> **What you need to do**
a. From the passage about the marriage, list every item of clothing worn on the wedding day.
b. Please pick up the passage about the marriage after its final sentence and continue it in the same voice.

> **Reading passage**
You weren’t that keen on marriage, but it was important to me, so you went along with it. At first you didn’t want to tell anyone at all, but everyone noticed your ring at work the next day. Years later, you couldn’t imagine not being married me, but I’m getting ahead of myself.
On the day, we arrived at the Registry Office, me in my pink suit and you, quite informal, in a black shirt and cream jeans. We were greeted by your parents and your sister, whom you hadn’t invited. She came along anyway to see her brother on his big day. After the ceremony was over, she surprised us with a gift – a two-hour lunch cruise on a replica of the Endeavour. We made our way to Darling Harbour and boarded the boat.
That evening, your parents came to our place for dinner. Your father noticed that I was doing my best to impress them. He was so happy his son had ‘finally settled down.’ We didn’t know then, that in four months’ time he would collapse in a supermarket and never regain consciousness. Afterwards, you often remarked that it was rare to see your father as proud as he was on our wedding day.
By our third anniversary you were holding our sixteen-day old daughter. It was love at first sight and you never stopped loving her with all your heart. Fatherhood suited you. The two of you adored each other in ways that is only comprehensible to daughters and their fathers. I should know, I had a father like that.
While you loved us wholeheartedly, you were never much good at making decisions. They were left up to me. Or, according to you, I never gave you enough time to think things through. I was impulsive and driven. My nesting instincts kicked in once our daughter was born. Although you felt harried, you always went along with my decisions in the end. It turned out that I was pretty good at making the right ones. You, on the other hand, were good at keeping me grounded and working out the logistics. Practicality has never been my strong suit.
Our lives went on and we became steadfast partners. We were like hands that fitted into well-worn gloves, comfortable and warmed by each other’s presence. Without much need for discussion, we agreed on how to raise our child, what mattered most in life and were buoyed by the ideals that sustained us. Our house was a place where academic discourse could dominate dinner conversations, yet humour and laughter were never far away.

[Data excerpts]
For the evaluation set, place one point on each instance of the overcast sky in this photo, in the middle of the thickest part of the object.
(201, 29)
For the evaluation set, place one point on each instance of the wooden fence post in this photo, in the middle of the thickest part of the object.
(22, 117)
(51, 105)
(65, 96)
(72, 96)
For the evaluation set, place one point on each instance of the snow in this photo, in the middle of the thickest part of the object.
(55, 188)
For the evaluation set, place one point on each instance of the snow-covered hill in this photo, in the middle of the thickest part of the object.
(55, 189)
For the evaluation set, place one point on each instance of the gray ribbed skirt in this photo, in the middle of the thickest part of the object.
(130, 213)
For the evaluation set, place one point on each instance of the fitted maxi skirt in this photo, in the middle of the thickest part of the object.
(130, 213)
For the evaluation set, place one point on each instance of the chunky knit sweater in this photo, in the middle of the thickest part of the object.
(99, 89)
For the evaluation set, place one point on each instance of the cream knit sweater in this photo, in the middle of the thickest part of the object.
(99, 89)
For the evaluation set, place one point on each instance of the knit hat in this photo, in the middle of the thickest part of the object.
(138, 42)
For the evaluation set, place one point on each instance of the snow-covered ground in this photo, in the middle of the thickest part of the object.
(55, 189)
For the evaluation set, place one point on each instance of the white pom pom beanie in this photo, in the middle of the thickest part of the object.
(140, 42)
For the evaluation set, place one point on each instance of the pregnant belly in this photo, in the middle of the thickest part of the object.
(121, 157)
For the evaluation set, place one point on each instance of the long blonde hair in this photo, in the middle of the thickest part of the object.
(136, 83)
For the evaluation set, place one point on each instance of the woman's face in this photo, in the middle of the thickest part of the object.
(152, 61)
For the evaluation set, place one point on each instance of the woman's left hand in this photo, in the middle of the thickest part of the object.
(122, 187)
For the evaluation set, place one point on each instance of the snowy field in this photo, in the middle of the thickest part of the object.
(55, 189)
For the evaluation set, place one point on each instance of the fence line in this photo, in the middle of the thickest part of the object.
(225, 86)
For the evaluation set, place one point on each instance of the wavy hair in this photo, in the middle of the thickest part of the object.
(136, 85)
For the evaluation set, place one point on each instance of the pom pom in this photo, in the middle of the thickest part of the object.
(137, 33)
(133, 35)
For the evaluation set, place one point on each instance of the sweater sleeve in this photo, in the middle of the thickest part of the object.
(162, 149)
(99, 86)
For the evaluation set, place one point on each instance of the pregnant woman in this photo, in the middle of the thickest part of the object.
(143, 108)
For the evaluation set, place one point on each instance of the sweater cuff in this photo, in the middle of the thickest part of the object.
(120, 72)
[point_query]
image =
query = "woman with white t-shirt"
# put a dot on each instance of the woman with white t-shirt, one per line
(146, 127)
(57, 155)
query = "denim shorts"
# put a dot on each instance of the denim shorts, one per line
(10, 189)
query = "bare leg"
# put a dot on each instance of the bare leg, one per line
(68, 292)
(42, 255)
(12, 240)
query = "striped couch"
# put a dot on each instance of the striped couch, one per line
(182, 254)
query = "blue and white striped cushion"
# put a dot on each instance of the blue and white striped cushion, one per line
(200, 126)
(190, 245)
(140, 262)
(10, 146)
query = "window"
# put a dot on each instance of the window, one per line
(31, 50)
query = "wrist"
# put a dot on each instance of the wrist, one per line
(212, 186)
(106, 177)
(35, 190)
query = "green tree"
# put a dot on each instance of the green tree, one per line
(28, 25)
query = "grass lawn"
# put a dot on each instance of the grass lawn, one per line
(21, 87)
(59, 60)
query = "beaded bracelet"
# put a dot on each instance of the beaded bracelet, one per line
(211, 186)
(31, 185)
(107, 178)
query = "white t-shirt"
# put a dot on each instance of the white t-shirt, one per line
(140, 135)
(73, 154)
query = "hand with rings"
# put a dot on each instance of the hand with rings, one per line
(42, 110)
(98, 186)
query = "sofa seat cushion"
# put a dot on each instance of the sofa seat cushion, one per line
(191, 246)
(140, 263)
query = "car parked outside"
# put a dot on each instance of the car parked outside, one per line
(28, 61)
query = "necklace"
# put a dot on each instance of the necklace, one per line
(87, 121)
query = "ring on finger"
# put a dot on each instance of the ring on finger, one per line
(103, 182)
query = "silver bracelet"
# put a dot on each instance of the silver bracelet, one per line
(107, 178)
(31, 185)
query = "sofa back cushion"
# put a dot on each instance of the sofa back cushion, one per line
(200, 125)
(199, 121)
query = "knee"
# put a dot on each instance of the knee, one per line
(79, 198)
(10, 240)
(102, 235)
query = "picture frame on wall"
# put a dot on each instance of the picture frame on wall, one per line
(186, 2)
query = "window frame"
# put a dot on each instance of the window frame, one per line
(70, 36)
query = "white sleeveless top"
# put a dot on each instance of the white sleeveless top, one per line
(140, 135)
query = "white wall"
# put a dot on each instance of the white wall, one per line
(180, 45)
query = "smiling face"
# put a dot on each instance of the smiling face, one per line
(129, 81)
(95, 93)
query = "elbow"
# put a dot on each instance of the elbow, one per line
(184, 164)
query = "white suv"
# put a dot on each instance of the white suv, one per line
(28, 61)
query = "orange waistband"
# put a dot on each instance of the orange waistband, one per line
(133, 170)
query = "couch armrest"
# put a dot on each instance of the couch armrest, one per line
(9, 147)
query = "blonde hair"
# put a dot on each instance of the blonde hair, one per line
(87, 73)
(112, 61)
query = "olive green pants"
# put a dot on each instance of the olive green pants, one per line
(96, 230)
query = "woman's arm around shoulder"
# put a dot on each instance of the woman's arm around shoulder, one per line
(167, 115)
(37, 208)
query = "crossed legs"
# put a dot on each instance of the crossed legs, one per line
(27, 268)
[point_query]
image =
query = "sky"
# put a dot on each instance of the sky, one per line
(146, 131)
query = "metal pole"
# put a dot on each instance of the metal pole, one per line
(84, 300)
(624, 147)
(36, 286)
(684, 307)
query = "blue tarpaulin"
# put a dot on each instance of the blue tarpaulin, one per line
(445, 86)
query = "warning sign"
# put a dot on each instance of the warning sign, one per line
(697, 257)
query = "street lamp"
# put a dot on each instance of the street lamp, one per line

> **Answers by task**
a. pink suit, black shirt, cream jeans

b.
We had a magical year in Switzerland shortly after you were diagnosed with melanoma. A disease you would eventually refer to as ‘the bastard’. That year, we were still clinging to the life-raft of hope. I was working as an exchange teacher, and you took leave to write your PhD. We explored every corner of Switzerland on weekends, and you relaxed into your role as the house husband who shopped, cooked and cleaned while writing the next chapters of your thesis. We both wished that the year would never end.
It wasn’t too long after our return that ‘the bastard’ began to eat its way through your body. Quite by accident we discovered it had attacked one of your lungs. The chest pains I thought were a heart problem turned out to be the spreading cancer. You never quite recovered after the next operation. Although you bravely attempted to return to work, you collapsed on the train on your first day back. After that, it was a quick downward spiral. None of us could have imagined how quick it would be.
You were quite unwell at your last Christmas with us, but you did your best not to show it. You even took our daughter on a long bush walk a week later. A fortnight after that, you were unable to make it to bathroom unaided.
We decided the hospital was unable to help us with what lay ahead and thankfully they didn’t argue. I took you home on the Wednesday and by Friday morning we were saying goodbye as you laboured your last breaths. It was both a beautiful and at the same time agonisingly confronting experience. We held your hand, told you we loved you and let you go. Your dog came, licked your hand, lay upon you, and would not leave. It was heartbreaking to witness.
Twenty-eight days later would have been our 19th wedding anniversary and on the 10th of February this year, it we would have been our 30th. I raise my glass to you.